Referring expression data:
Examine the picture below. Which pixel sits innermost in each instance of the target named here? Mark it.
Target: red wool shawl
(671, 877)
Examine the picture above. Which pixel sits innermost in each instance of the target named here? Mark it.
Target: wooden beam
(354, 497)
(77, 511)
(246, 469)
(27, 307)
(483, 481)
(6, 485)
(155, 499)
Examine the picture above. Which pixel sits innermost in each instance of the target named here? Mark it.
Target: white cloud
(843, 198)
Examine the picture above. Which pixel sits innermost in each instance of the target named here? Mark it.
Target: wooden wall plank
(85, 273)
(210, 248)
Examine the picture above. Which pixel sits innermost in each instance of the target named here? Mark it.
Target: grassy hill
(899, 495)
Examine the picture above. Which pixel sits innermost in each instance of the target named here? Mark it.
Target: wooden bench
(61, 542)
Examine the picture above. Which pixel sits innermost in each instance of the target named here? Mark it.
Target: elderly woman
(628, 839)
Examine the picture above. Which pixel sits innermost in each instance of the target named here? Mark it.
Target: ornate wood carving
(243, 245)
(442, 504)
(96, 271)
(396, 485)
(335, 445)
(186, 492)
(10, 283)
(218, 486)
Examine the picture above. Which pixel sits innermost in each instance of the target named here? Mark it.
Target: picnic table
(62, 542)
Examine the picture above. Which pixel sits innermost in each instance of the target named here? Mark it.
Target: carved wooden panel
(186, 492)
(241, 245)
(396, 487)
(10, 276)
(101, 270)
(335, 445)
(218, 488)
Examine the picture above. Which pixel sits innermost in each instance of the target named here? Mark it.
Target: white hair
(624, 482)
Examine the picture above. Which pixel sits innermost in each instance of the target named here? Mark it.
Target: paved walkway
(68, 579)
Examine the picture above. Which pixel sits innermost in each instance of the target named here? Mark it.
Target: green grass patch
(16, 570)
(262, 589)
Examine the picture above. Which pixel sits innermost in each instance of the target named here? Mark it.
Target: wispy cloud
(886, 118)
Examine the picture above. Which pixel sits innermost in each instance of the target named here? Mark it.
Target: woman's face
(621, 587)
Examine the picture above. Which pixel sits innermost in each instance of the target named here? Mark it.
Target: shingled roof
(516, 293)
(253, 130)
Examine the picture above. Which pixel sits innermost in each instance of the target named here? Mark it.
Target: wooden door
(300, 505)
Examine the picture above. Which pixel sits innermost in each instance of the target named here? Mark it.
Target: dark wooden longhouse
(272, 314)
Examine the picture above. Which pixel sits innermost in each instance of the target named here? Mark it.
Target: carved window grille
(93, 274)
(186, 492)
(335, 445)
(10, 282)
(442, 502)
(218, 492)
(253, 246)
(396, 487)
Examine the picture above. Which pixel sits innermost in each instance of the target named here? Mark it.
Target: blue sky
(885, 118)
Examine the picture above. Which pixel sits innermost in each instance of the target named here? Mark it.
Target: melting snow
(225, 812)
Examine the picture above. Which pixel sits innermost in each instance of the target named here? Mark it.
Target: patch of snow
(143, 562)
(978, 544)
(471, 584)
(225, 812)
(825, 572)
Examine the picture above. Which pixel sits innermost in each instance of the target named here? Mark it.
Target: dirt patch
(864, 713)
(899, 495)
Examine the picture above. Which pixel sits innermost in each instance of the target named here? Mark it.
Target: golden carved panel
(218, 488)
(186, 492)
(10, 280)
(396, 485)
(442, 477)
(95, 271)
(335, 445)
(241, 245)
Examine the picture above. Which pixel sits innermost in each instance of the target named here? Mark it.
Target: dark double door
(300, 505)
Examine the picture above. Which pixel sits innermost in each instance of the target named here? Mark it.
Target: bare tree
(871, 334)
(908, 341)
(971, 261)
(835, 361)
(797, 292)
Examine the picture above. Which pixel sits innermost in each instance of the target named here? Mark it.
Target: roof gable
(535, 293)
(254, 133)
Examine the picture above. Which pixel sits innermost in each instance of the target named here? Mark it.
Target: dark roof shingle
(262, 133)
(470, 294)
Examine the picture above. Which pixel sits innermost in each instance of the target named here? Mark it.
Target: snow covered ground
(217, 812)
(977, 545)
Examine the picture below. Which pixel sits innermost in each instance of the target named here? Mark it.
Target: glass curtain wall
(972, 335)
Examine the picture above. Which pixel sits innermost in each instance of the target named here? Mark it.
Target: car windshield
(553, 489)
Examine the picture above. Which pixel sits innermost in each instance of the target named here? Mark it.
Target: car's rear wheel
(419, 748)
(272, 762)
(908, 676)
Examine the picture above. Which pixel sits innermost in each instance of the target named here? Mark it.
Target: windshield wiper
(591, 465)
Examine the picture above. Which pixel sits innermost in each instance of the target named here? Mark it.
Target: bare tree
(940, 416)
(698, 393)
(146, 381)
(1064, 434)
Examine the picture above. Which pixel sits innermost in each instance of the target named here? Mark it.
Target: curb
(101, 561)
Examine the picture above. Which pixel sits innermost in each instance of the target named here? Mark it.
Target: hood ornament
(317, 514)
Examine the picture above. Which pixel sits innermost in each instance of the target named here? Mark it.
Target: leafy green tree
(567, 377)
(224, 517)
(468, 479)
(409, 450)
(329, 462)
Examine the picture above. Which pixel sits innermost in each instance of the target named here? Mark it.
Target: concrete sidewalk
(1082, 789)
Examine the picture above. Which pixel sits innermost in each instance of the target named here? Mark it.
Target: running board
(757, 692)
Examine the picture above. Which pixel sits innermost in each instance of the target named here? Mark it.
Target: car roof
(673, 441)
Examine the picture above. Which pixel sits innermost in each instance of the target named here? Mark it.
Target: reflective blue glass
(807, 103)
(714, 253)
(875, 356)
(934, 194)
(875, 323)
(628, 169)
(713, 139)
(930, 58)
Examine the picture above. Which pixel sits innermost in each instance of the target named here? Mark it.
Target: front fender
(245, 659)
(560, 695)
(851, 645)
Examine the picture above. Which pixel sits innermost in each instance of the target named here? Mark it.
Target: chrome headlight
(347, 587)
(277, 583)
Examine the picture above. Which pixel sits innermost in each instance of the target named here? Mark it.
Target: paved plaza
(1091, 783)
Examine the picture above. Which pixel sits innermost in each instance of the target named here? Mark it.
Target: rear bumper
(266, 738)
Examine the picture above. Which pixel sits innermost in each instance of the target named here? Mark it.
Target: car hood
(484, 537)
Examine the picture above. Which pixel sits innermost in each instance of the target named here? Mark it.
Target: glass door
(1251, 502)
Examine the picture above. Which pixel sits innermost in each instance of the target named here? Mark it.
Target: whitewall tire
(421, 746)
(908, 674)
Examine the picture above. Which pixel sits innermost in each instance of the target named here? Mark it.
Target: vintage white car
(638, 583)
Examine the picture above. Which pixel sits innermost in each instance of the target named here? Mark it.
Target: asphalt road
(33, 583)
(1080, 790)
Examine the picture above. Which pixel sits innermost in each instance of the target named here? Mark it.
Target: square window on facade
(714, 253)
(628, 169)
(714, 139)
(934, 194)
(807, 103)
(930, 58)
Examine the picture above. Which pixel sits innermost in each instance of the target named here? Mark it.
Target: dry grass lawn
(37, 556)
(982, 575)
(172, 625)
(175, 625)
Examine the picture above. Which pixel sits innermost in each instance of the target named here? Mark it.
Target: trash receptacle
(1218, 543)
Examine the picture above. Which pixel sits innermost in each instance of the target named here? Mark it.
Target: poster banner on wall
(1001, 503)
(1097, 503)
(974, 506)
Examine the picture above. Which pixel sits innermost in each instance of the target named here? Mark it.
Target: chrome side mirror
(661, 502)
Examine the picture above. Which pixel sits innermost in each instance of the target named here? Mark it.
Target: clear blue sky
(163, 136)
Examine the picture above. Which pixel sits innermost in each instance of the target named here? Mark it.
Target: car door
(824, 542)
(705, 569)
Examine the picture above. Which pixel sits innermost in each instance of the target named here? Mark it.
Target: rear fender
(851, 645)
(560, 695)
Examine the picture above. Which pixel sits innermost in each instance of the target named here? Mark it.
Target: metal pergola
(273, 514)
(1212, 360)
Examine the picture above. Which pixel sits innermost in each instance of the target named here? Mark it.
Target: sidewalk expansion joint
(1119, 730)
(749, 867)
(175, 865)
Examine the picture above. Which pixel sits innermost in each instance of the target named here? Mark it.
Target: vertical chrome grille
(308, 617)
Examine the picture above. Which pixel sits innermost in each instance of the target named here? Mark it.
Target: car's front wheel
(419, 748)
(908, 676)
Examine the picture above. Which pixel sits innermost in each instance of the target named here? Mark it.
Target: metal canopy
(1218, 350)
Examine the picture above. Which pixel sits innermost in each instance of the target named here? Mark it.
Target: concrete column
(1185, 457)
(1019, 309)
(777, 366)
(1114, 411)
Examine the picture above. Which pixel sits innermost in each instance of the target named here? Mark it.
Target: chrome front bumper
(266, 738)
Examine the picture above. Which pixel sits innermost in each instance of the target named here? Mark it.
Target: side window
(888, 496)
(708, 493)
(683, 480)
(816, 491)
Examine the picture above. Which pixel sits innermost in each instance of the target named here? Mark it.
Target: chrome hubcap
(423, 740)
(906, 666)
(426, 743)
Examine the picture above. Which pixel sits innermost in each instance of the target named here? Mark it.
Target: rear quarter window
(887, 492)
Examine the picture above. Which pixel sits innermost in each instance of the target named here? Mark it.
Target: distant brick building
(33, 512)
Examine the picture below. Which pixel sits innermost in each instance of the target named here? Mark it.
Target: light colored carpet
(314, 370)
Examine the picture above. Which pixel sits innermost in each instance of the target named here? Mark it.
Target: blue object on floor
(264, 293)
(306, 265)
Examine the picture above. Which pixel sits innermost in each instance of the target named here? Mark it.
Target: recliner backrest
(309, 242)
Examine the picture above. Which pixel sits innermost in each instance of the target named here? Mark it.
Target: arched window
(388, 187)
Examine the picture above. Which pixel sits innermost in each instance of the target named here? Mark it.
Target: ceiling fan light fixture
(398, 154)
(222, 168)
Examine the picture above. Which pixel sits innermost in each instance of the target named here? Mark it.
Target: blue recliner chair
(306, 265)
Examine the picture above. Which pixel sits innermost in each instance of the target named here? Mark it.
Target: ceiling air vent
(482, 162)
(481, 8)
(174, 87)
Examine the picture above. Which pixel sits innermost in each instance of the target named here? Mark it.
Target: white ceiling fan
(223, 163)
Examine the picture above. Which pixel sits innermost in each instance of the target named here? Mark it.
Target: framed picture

## Task requirements
Starting from the line holding "Target: blue recliner chair", restate the remaining lines of the data word for word, including the last.

## Task response
Target: blue recliner chair
(306, 265)
Examine the picture above. Which pixel sits innermost in each instance of the target named here? Mark it.
Target: ceiling air vent
(482, 162)
(481, 8)
(174, 87)
Examine the picture above. Which pixel sits innermost in each instance of the target named here? Mark it.
Target: white ceiling fan
(223, 163)
Examine the picture above. Which pixel sits innermost in each instance of the target named here? Mark it.
Target: framed picture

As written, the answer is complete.